(Page extract Opens)

Riley Park is an urban park in Calgary, Alberta, Canada. It is located in the neighbourhood of Hillhurst, bounded by 8th Ave. NW, 10th St. NW, 5th Ave. NW and 12th St. NW. The park plays is host to Calgary's Cricket Leagues and Calgary Concert Band holds free concerts in the park during summer. Amenities include a wading pool and playground.

History
The park was once part of a 146,000 hectare parcel of land known as Cochrane Ranch. The area was homesteaded between 1888 and 1909 by the Riley family, and willed to the City of Calgary following the death of the family's patriarch, Ezra Riley. The 20 acres parcel that is now Riley Park was donated to the city in 1910.

(Page extract Closes)
(Records Opens)

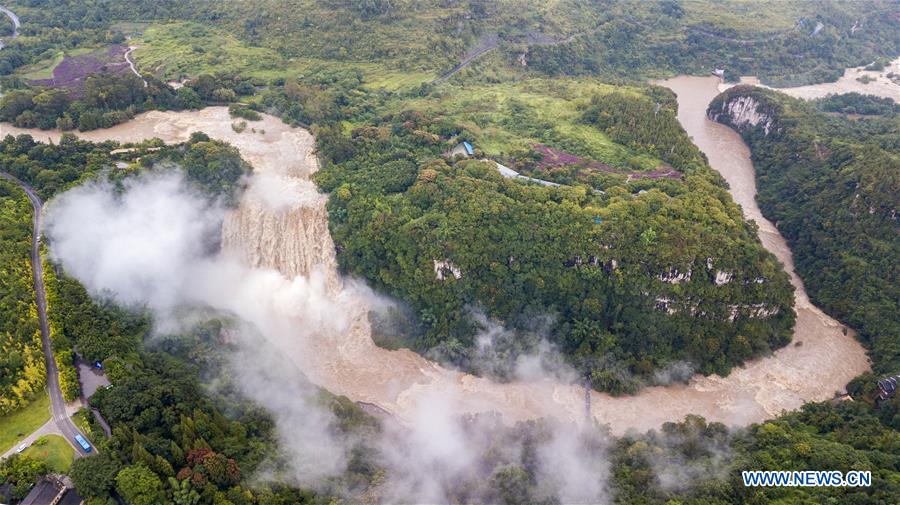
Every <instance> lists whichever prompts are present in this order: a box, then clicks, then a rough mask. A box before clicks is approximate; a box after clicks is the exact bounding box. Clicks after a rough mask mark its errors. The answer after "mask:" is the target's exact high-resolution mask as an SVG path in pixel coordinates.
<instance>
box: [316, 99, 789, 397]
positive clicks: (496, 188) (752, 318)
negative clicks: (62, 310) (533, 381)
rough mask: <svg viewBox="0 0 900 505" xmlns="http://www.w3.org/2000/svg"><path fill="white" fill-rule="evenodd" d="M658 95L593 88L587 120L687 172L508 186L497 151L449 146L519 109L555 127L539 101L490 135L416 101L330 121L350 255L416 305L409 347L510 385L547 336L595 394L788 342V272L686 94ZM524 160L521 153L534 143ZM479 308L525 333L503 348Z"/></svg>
mask: <svg viewBox="0 0 900 505" xmlns="http://www.w3.org/2000/svg"><path fill="white" fill-rule="evenodd" d="M646 92H647V93H648V94H651V95H653V96H654V97H655V98H652V97H651V96H648V95H645V94H642V93H640V92H639V91H638V90H636V89H631V88H621V90H620V92H616V93H607V94H602V95H597V96H594V99H593V100H590V101H585V102H584V103H582V104H581V109H582V110H581V115H580V117H579V118H578V120H577V122H578V126H579V127H581V128H583V129H585V130H587V131H589V132H596V133H597V134H602V135H606V136H609V137H611V138H612V139H614V140H615V141H616V142H620V143H621V145H619V146H618V147H619V148H620V149H626V148H625V147H624V146H625V145H627V146H628V150H630V151H631V152H633V153H647V154H650V155H655V156H660V157H661V159H662V161H658V162H657V163H658V164H661V166H666V167H668V169H670V170H677V172H675V173H678V174H680V175H678V176H677V177H675V178H666V177H662V178H652V177H650V178H646V177H642V176H643V175H645V174H646V173H645V172H641V171H636V172H632V175H629V176H625V175H617V176H615V177H612V176H607V177H604V178H601V179H600V181H601V182H602V184H600V185H597V186H590V187H589V186H563V187H558V188H552V187H551V188H548V187H544V186H538V185H530V186H529V185H523V184H520V183H518V182H515V181H512V180H509V179H504V178H503V177H502V176H501V175H500V174H499V173H498V172H497V166H496V164H495V163H494V162H491V161H486V160H485V161H481V160H472V159H469V160H465V159H458V158H449V159H448V158H447V157H445V156H442V154H443V153H445V152H446V151H448V150H450V149H451V148H452V147H453V146H454V145H455V143H456V142H459V141H460V140H462V139H473V138H481V139H483V140H484V142H485V143H486V144H490V143H491V141H492V136H493V137H494V138H496V136H497V135H498V133H497V131H498V129H499V128H500V127H501V125H504V124H506V122H507V121H510V119H514V120H515V128H517V129H518V130H520V131H522V132H531V131H542V132H543V131H544V129H543V128H542V127H541V125H542V124H543V123H542V119H541V118H540V116H539V115H538V114H536V111H534V110H531V109H530V108H528V107H527V106H525V105H524V104H518V105H517V106H516V107H515V111H516V112H515V115H514V116H512V118H510V117H509V116H507V115H506V114H498V116H500V118H499V119H498V120H496V121H497V122H496V123H494V122H493V121H494V119H493V116H492V115H486V114H485V115H483V116H482V118H481V120H480V121H481V124H482V128H479V130H480V134H478V135H477V136H476V134H474V133H472V131H470V130H468V129H467V128H466V127H465V126H464V125H462V124H454V123H453V122H451V121H450V120H449V119H448V118H446V117H441V116H437V117H434V116H428V115H425V114H422V113H419V112H414V111H408V112H405V113H401V114H396V115H389V116H386V117H384V118H383V119H382V120H381V122H380V123H377V124H375V125H372V126H364V127H360V128H356V129H354V130H353V131H352V132H351V135H350V138H349V139H347V138H346V137H344V136H343V135H340V134H335V133H333V132H332V131H331V130H327V129H320V130H319V133H318V138H317V142H318V147H319V151H320V154H321V155H322V157H323V159H324V161H325V164H324V167H323V168H322V170H320V171H319V172H318V173H317V176H316V180H317V182H318V183H319V185H320V187H321V188H322V189H323V190H324V191H326V192H329V193H331V198H330V202H329V212H330V219H329V224H330V226H331V230H332V235H333V237H334V239H335V243H336V245H337V246H338V249H339V251H340V253H339V255H338V259H339V261H340V264H341V266H342V267H343V268H345V269H346V270H348V271H349V272H350V273H352V274H355V275H359V276H362V277H364V278H366V279H367V280H369V281H370V282H372V283H374V285H376V286H377V287H379V288H382V289H384V290H386V291H387V292H389V293H391V294H394V295H396V296H398V297H400V298H402V299H403V300H406V301H408V302H409V303H410V304H411V305H412V307H413V309H414V311H415V313H416V315H417V317H416V318H415V319H417V320H418V321H419V322H421V324H422V331H421V333H415V332H413V333H411V334H408V335H406V337H405V338H404V339H403V340H402V341H401V342H398V343H399V344H402V345H405V346H410V347H412V348H414V349H416V350H418V351H420V352H428V353H430V355H432V356H437V357H439V358H442V359H445V360H448V361H451V362H453V363H456V364H459V365H462V366H463V367H465V368H467V369H469V370H472V371H475V372H478V373H484V374H487V375H491V376H495V377H499V378H504V375H508V374H509V372H510V370H511V367H512V365H514V364H515V359H516V357H517V356H518V355H519V354H520V353H522V352H529V351H533V350H535V349H536V346H537V344H538V341H539V340H540V338H541V337H543V338H546V339H548V340H550V341H552V342H553V343H555V344H556V346H557V347H558V348H559V349H560V350H561V351H562V353H563V355H564V356H565V357H566V358H567V359H568V360H569V361H570V362H571V363H572V364H574V365H575V366H576V367H578V368H579V369H580V370H581V371H582V372H584V373H585V374H587V375H588V376H589V377H590V378H591V380H592V383H593V385H594V386H595V387H596V388H598V389H601V390H606V391H612V392H616V393H621V392H624V391H631V390H634V389H635V388H636V387H638V386H639V385H641V384H646V383H647V382H649V381H650V378H651V377H652V376H653V374H654V372H656V371H659V370H660V369H662V368H665V367H667V366H670V365H676V364H682V365H683V364H684V363H685V362H689V363H691V364H692V365H694V366H696V367H697V368H698V369H699V370H700V371H701V372H703V373H713V372H716V373H722V374H725V373H727V372H728V371H729V370H730V369H731V367H732V366H734V365H737V364H738V363H741V362H743V361H745V360H747V359H748V358H750V357H752V356H757V355H759V354H761V353H766V352H768V351H769V350H771V349H775V348H778V347H780V346H783V345H785V344H786V343H787V342H788V341H789V340H790V330H791V328H792V325H793V323H794V313H793V311H792V310H791V308H790V307H791V304H792V296H791V295H792V288H791V287H790V284H789V283H788V278H787V275H786V274H785V273H784V270H783V269H782V267H781V265H780V264H779V263H778V262H777V260H776V259H775V258H774V256H772V255H771V254H770V253H769V252H767V251H766V250H765V249H764V248H763V247H762V246H761V244H760V243H759V241H758V239H757V237H756V233H755V229H754V228H753V227H752V225H750V224H748V223H747V222H746V221H744V220H743V218H742V216H741V212H740V209H739V208H738V207H737V206H736V205H735V204H734V203H733V201H732V200H731V198H730V196H729V195H728V193H727V191H726V189H725V188H724V185H723V184H722V183H721V178H720V177H719V176H718V174H716V173H715V172H713V171H712V169H710V168H709V166H708V165H707V163H706V160H705V159H704V157H703V155H702V154H701V153H700V151H699V150H698V149H697V148H696V147H695V146H693V145H692V144H691V142H690V139H689V138H688V136H687V134H686V133H685V132H684V130H683V129H682V128H681V126H680V125H679V123H678V122H677V120H676V119H675V110H674V109H675V106H674V100H673V97H672V96H671V94H669V95H666V93H664V92H662V90H659V89H658V88H653V89H652V90H648V91H646ZM654 99H656V100H660V102H659V103H663V102H664V103H665V104H666V105H665V106H663V105H660V106H659V107H655V105H654ZM522 108H524V109H526V110H525V112H523V111H521V110H520V109H522ZM507 114H508V113H507ZM560 126H562V124H561V125H560ZM573 126H574V125H573ZM473 128H474V126H473ZM551 129H552V128H551ZM601 132H602V133H601ZM548 137H550V138H551V139H552V138H553V135H552V134H551V135H548ZM564 138H565V137H564ZM604 138H606V137H604ZM558 141H559V140H557V142H558ZM606 142H610V141H609V140H608V139H607V140H606ZM478 155H479V156H480V151H479V154H478ZM519 156H520V157H524V158H526V160H524V161H523V160H522V159H521V158H520V157H517V156H515V155H510V156H509V159H508V161H506V162H507V163H510V164H511V165H512V166H518V165H519V164H521V163H527V162H528V160H529V159H532V156H533V153H529V152H525V153H521V154H520V155H519ZM633 156H634V154H633ZM607 168H608V167H607ZM595 171H597V172H600V169H599V168H598V169H596V170H595ZM478 310H484V311H485V312H486V313H487V315H488V316H490V317H492V318H495V319H496V320H498V321H500V322H502V323H503V324H505V325H506V326H507V327H508V328H510V329H515V330H518V331H517V333H516V334H515V335H507V336H505V337H503V338H498V339H495V341H494V342H492V343H491V345H490V346H489V347H490V348H489V350H488V352H489V353H491V356H492V357H491V359H485V358H486V357H487V356H485V355H484V352H485V349H486V347H485V345H484V342H480V343H479V342H478V339H477V338H476V335H477V334H478V328H477V327H475V325H474V323H473V318H472V317H471V316H472V314H473V313H475V312H477V311H478ZM485 363H488V364H490V367H489V368H485V367H484V364H485ZM497 363H501V364H505V365H508V367H507V368H504V365H499V366H498V365H497Z"/></svg>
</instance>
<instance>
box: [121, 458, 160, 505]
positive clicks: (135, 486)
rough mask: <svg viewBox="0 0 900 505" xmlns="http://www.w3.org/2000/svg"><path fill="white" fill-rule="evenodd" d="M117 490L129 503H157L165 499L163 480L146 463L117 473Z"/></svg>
mask: <svg viewBox="0 0 900 505" xmlns="http://www.w3.org/2000/svg"><path fill="white" fill-rule="evenodd" d="M116 490H117V491H118V492H119V494H120V495H121V496H122V498H124V499H125V501H126V502H128V503H129V505H157V504H159V503H163V502H164V501H165V494H164V493H163V483H162V481H161V480H160V478H159V477H158V476H157V475H156V474H155V473H153V471H152V470H150V469H149V468H147V467H146V466H144V465H134V466H127V467H125V468H123V469H122V470H120V471H119V473H118V474H117V475H116Z"/></svg>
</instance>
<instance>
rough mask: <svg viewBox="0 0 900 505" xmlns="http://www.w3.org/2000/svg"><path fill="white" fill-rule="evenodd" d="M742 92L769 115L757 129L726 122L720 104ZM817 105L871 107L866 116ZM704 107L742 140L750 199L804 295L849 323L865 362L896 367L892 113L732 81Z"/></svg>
mask: <svg viewBox="0 0 900 505" xmlns="http://www.w3.org/2000/svg"><path fill="white" fill-rule="evenodd" d="M742 97H743V98H745V99H746V98H749V99H752V100H753V101H754V102H755V103H756V106H755V107H756V110H757V111H758V112H760V113H761V114H763V115H764V116H765V117H767V118H770V119H771V121H772V124H771V125H770V126H769V133H768V134H767V133H766V131H765V129H764V128H763V127H762V124H763V123H762V122H761V123H759V125H758V126H757V127H751V126H750V125H748V124H746V123H739V124H734V121H733V118H732V116H731V115H730V114H729V113H728V112H727V110H726V109H727V108H728V107H729V104H730V103H733V101H734V100H739V99H741V98H742ZM817 107H818V108H822V109H824V110H826V111H827V110H835V109H836V108H840V109H841V110H844V109H845V108H847V107H852V108H853V110H854V111H855V112H854V113H855V114H859V113H860V112H859V111H866V113H870V114H871V113H878V114H882V115H880V116H874V117H872V118H863V119H860V118H850V117H846V116H844V115H840V114H838V115H826V114H823V113H820V112H817ZM709 114H710V116H711V117H714V118H715V119H716V120H718V121H720V122H723V123H725V124H729V125H732V126H734V127H735V128H736V129H738V131H741V132H742V134H743V136H744V138H745V139H746V140H747V143H748V144H749V145H750V148H751V152H752V158H753V164H754V166H755V167H756V178H757V184H758V186H759V197H758V200H759V204H760V208H761V209H762V211H763V213H764V214H765V215H766V217H767V218H768V219H770V220H772V221H773V222H776V223H778V228H779V230H780V231H781V233H782V234H783V235H784V236H785V238H787V240H788V242H789V243H790V245H791V249H792V250H793V252H794V258H795V261H796V264H797V272H798V273H799V274H800V276H801V277H802V278H803V280H804V282H805V283H806V287H807V290H808V291H809V294H810V298H811V299H812V301H813V303H815V304H816V305H818V306H820V307H822V309H824V310H825V311H826V312H829V313H830V314H833V315H834V316H835V317H836V318H838V319H840V320H842V321H844V322H845V323H847V324H848V325H849V326H851V327H853V328H856V329H858V330H859V335H860V338H861V339H862V341H863V343H865V344H866V346H867V347H868V348H869V350H870V355H871V357H872V360H873V363H874V366H875V370H876V371H878V372H881V373H896V372H897V371H898V370H900V307H898V300H900V269H898V264H897V258H898V257H900V235H898V233H897V203H898V201H897V195H898V194H900V145H898V139H900V115H898V114H897V113H896V112H895V110H894V107H887V106H886V104H885V102H884V101H882V100H879V99H874V98H861V97H859V96H848V97H844V98H837V97H830V98H827V99H824V100H823V101H822V102H820V103H819V104H809V103H804V102H801V101H799V100H795V99H791V98H788V97H786V96H784V95H781V94H778V93H774V92H770V91H764V90H760V89H757V88H748V87H736V88H732V89H730V90H728V91H727V92H725V93H724V94H722V95H720V96H719V97H717V98H716V99H715V100H714V101H713V103H712V104H710V108H709Z"/></svg>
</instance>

(Records Closes)

* Work to complete
(a) Reproduce the Riley Park text from "Riley Park is" up to and including "pool and playground.".
(b) According to the Riley Park text, in what year was the parcel that is now Riley Park donated to the city?
The lines come from a separate source unrelated to the Riley Park text.

* Solution set
(a)
Riley Park is an urban park in Calgary, Alberta, Canada. It is located in the neighbourhood of Hillhurst, bounded by 8th Ave. NW, 10th St. NW, 5th Ave. NW and 12th St. NW. The park plays is host to Calgary's Cricket Leagues and Calgary Concert Band holds free concerts in the park during summer. Amenities include a wading pool and playground.

(b) 1910